Location identification items:
· · · · · · ·

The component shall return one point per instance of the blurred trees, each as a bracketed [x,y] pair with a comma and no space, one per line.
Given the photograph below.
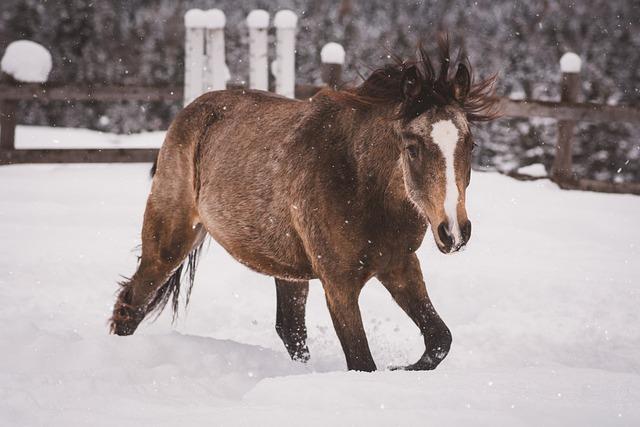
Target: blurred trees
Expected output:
[141,41]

· · · · · · ·

* **WHAT YOU WILL DO**:
Identify every line in the material above that contains the string "blurred" and copy each of those lines in full.

* **ANSWER IN FULL**:
The component shall return one point per instance of the blurred trees, each as a bracketed [x,y] pair with a comma and no space, one per line.
Target: blurred trees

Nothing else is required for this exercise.